Can you rewrite the items from the line with "Ground steering wheel in the image above." to the line with "462,426,521,466", swapping "white knit beanie" for "gray knit beanie" and keeping everything else the same?

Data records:
════════════════════
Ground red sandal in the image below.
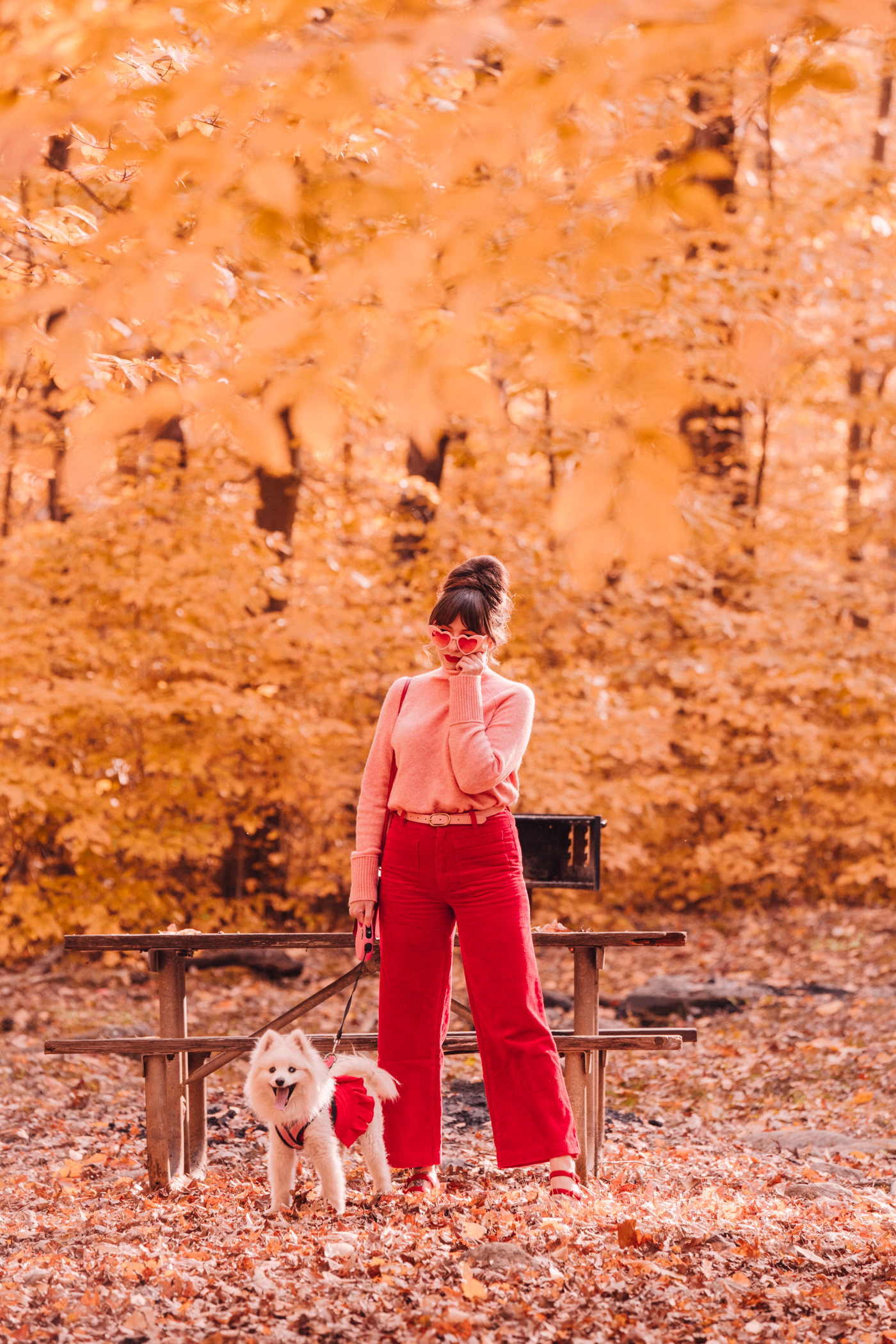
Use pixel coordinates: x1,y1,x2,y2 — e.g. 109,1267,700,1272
551,1171,582,1204
404,1172,440,1197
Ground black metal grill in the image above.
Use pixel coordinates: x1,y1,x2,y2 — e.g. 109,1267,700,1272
513,813,606,891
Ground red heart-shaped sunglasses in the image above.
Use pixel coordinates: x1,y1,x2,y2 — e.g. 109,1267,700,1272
430,625,488,653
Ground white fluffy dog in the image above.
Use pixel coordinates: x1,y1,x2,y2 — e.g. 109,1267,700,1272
244,1031,397,1213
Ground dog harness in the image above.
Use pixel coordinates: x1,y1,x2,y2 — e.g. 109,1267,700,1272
274,1074,374,1148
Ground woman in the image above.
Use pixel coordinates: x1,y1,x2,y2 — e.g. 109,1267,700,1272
349,555,580,1199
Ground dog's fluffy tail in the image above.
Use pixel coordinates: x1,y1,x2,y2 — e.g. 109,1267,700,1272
333,1055,397,1101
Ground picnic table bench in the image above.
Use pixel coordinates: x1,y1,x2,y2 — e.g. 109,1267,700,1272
44,816,696,1188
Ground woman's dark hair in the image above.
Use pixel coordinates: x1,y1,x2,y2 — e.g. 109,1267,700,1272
430,555,513,644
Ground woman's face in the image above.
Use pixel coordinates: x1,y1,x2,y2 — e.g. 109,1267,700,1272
435,616,494,672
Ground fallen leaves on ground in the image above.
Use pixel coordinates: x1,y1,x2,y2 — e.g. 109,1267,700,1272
0,910,896,1344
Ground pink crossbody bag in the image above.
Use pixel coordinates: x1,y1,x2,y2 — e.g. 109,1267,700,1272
355,676,411,961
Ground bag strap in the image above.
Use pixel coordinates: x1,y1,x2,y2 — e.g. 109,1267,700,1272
380,676,411,859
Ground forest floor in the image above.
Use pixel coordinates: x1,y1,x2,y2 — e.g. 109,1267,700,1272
0,908,896,1344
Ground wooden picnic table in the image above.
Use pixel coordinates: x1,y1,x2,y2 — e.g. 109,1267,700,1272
44,930,696,1188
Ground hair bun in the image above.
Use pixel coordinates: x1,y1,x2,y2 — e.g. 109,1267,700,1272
442,555,509,604
430,555,513,644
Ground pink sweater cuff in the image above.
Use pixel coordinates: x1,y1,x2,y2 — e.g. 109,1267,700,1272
348,854,380,900
449,673,484,728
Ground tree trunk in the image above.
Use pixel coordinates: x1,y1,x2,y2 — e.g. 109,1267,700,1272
255,406,302,546
392,430,456,563
846,54,893,563
678,71,749,516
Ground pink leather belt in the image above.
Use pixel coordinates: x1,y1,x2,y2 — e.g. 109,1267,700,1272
396,803,506,827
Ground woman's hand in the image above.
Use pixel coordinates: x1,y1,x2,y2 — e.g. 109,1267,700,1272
457,649,489,676
348,900,376,927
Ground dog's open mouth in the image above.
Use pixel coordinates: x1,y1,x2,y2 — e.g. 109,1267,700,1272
274,1084,296,1110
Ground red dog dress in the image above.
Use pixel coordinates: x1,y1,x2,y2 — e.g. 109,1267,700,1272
274,1074,374,1148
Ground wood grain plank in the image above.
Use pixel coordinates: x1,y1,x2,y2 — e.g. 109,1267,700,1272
43,1031,681,1055
63,929,688,953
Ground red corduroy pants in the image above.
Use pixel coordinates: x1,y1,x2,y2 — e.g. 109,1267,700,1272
379,812,579,1167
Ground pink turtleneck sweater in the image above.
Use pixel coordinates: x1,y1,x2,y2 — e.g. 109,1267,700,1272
351,668,534,900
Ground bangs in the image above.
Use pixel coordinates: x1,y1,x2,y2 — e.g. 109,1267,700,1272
430,589,492,634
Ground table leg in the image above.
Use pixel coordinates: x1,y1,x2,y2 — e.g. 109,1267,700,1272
575,948,596,1185
187,1051,208,1176
144,1055,171,1190
594,1050,607,1176
159,952,187,1178
588,948,607,1178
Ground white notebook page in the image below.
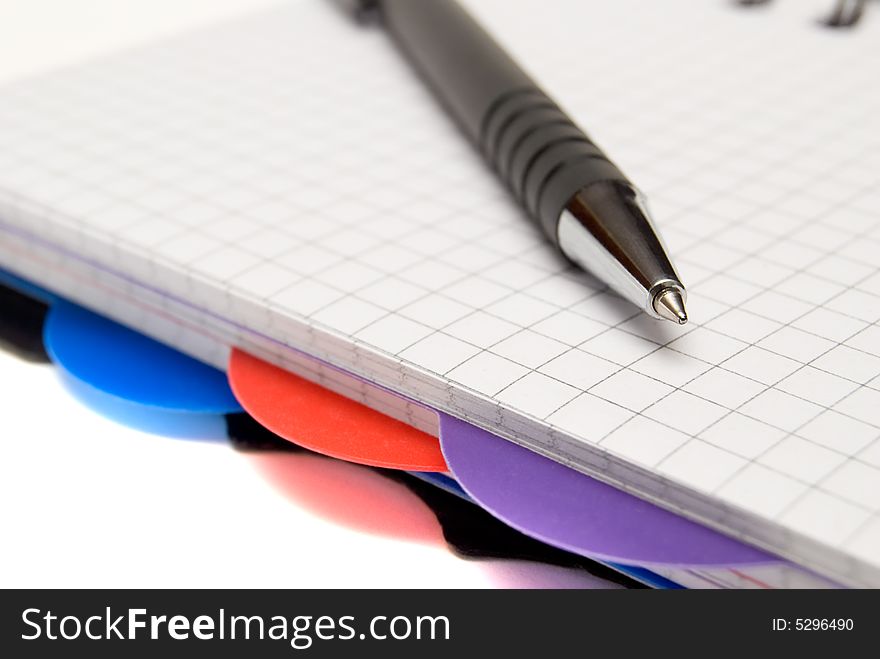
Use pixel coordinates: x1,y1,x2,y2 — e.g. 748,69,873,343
0,0,880,585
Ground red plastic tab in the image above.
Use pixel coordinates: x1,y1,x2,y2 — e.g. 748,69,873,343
228,349,446,471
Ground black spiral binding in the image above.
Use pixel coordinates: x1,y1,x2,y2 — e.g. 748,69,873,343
736,0,868,28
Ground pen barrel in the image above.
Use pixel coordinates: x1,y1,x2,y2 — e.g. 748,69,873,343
379,0,629,244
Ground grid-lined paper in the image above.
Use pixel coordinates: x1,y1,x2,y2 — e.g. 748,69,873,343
0,0,880,585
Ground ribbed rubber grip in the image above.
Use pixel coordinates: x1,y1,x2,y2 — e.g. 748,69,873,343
479,87,627,242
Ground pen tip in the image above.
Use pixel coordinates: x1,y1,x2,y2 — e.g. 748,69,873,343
654,288,687,325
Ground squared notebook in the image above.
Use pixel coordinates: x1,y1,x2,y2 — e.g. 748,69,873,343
0,0,880,586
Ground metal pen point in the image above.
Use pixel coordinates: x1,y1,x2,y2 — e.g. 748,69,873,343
344,0,687,324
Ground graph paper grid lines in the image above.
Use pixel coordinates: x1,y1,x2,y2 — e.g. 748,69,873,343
0,0,880,585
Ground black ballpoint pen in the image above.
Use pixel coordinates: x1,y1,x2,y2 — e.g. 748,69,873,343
343,0,687,324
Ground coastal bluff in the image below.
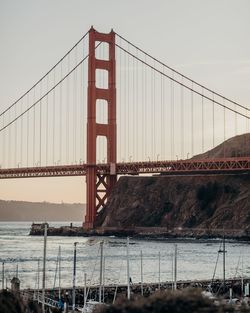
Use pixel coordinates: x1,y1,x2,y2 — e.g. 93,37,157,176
96,134,250,237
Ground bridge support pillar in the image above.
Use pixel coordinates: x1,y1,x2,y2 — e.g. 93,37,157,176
83,27,117,229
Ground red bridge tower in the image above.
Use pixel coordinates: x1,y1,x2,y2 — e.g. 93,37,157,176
83,27,117,229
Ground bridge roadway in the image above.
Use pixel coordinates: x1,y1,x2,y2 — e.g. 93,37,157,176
0,157,250,179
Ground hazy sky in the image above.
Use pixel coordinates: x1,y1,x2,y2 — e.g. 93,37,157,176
0,0,250,202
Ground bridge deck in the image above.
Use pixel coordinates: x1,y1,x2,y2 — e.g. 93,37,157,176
0,157,250,179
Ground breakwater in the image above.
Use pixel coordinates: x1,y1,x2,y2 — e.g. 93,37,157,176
21,278,250,305
29,223,250,241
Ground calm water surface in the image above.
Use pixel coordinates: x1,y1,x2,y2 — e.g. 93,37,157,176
0,222,250,288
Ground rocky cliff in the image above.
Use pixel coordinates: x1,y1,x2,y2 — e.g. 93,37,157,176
96,134,250,233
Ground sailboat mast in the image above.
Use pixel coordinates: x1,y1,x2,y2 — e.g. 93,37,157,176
127,237,130,300
42,223,47,313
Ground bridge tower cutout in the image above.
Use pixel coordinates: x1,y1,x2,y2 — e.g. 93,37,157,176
83,27,117,229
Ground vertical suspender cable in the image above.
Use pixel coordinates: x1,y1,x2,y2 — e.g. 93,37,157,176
223,100,226,158
39,82,42,166
79,47,85,162
152,60,156,160
8,110,12,167
14,105,18,167
46,75,49,166
20,100,23,167
117,38,123,161
33,88,36,166
213,93,215,148
131,49,136,158
52,70,56,165
135,49,139,161
150,68,152,160
140,54,145,160
180,76,184,159
2,114,6,167
59,62,63,164
27,94,29,167
142,55,147,158
73,47,77,163
123,46,128,159
65,55,70,165
160,72,165,160
191,83,194,157
201,88,204,152
126,45,131,160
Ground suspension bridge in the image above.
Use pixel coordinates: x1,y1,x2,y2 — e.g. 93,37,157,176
0,27,250,229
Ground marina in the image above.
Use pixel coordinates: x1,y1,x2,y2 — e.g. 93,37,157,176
0,223,250,306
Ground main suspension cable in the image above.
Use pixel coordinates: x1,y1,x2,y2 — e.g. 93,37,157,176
116,33,250,111
115,43,250,119
0,31,89,116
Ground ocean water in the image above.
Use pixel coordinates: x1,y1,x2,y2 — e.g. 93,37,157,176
0,222,250,288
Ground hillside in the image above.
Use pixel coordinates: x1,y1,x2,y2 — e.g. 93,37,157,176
97,134,250,233
0,200,85,222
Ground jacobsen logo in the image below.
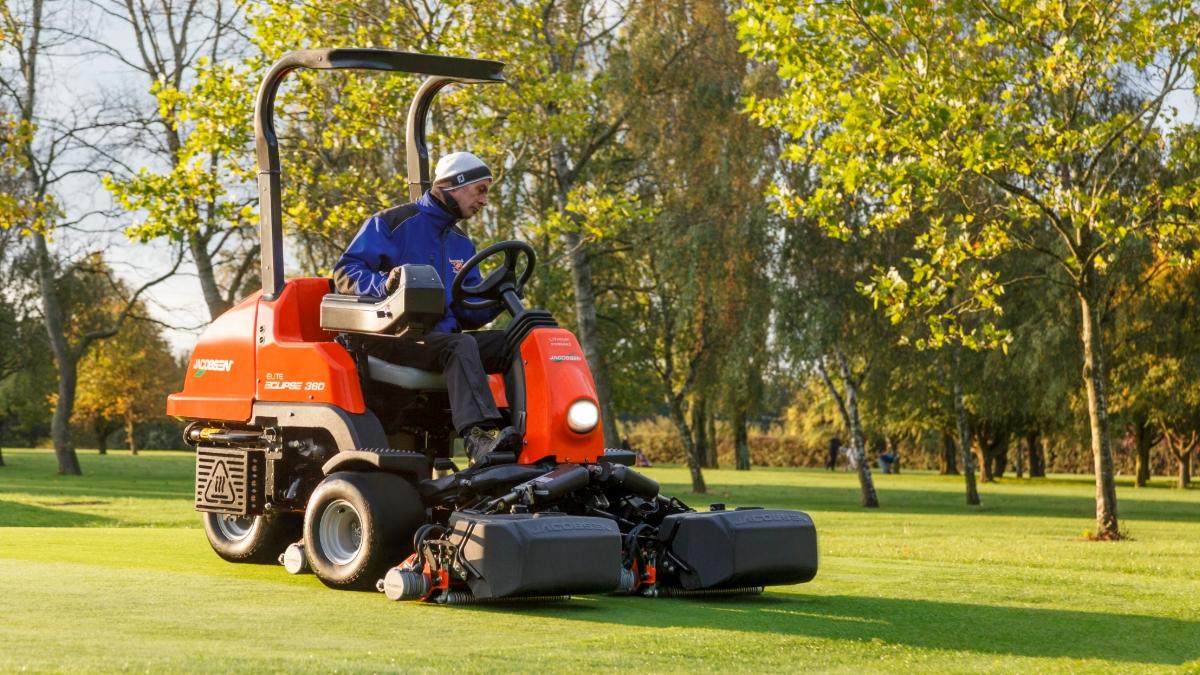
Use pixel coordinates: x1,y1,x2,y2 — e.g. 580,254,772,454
534,521,607,533
192,359,233,377
740,512,808,522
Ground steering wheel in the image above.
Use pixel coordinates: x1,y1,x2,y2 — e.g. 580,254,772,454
450,240,538,310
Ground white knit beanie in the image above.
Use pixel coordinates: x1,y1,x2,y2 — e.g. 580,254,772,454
433,153,492,190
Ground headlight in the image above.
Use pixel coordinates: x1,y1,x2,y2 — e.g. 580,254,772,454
566,399,600,434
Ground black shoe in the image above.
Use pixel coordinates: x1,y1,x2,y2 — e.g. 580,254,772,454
462,426,521,466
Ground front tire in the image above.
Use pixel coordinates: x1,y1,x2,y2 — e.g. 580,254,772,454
204,513,302,563
304,471,426,589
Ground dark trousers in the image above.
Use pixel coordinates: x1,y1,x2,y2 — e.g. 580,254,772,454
366,330,509,434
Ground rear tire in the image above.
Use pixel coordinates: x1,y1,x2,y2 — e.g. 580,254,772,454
304,471,426,590
204,513,302,563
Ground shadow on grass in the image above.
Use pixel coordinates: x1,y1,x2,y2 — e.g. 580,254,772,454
662,484,1200,522
494,593,1200,665
0,500,116,527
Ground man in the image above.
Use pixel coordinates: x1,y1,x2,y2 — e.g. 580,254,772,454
334,153,521,464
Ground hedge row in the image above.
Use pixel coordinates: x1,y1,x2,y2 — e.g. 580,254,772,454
629,432,1177,476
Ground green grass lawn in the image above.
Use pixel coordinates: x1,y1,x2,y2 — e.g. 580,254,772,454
0,449,1200,673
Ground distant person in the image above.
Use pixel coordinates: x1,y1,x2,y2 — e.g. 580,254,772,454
880,450,900,473
620,436,654,466
826,436,841,471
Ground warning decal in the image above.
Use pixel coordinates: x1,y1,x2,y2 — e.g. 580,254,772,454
204,460,236,504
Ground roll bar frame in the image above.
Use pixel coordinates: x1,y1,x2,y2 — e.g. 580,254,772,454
254,49,504,300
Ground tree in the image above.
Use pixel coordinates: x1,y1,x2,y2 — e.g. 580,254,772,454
0,0,179,476
74,300,181,454
94,0,257,318
738,0,1200,539
1114,261,1200,486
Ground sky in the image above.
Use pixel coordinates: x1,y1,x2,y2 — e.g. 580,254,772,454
35,4,1196,353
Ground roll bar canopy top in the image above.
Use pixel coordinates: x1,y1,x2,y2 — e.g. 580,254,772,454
254,49,504,300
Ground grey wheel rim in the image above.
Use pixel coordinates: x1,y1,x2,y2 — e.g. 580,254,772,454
317,500,362,565
217,515,256,542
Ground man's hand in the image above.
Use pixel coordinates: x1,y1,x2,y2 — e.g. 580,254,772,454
383,265,404,295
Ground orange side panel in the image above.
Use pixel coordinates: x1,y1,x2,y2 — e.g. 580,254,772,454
167,293,259,422
521,328,604,464
254,277,366,413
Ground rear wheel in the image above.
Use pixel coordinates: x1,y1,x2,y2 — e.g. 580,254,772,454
204,513,302,563
304,471,425,589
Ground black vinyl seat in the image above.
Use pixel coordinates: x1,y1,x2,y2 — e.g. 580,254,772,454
366,356,446,392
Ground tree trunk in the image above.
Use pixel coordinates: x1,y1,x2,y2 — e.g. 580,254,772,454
954,369,982,506
1163,424,1200,488
668,396,708,495
937,431,959,476
91,417,108,455
835,350,880,508
990,431,1008,478
691,396,713,468
32,232,83,476
972,429,992,483
125,414,138,455
1021,431,1046,478
704,410,721,468
1079,289,1121,539
189,230,231,319
733,406,750,471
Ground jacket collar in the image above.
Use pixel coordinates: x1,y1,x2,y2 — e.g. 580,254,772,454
416,190,458,229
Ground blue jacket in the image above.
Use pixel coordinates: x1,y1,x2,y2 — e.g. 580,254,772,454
334,191,500,333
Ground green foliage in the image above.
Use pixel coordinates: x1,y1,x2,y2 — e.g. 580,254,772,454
73,305,184,430
103,58,258,243
736,0,1200,347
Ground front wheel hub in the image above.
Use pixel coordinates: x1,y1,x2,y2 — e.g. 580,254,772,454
317,500,362,565
216,515,254,542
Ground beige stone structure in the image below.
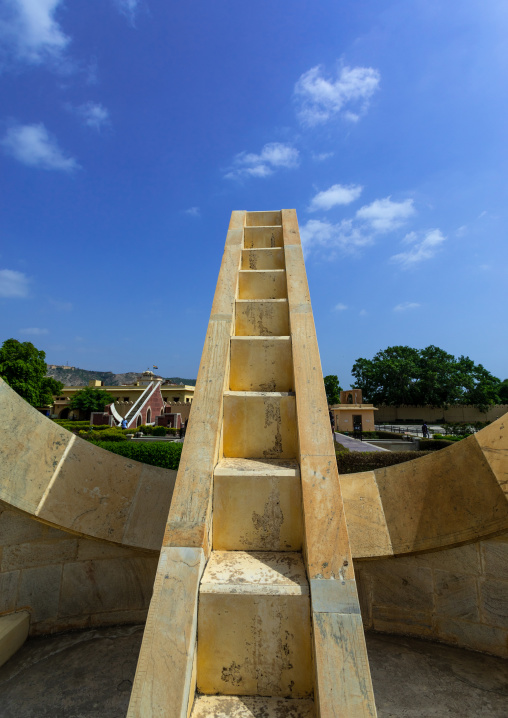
════════════════════
• [EXERCISE RESULT]
Ground steering wheel in the image above.
Use pixel coordinates: x1,y1,x2,y2 — e.g. 580,254,772,454
450,240,538,310
Ground gray knit beanie in the image above.
Use pixel coordinates: x1,y1,x2,y2 — e.g. 580,254,772,454
433,153,492,190
Ground headlight in the image above.
Use pixel coordinates: x1,y1,x2,y2 — e.g. 580,254,772,454
566,399,600,434
Ground black shoe in the image above.
Use pixel coordinates: x1,y1,x2,y2 — e.g. 580,254,772,454
462,426,521,466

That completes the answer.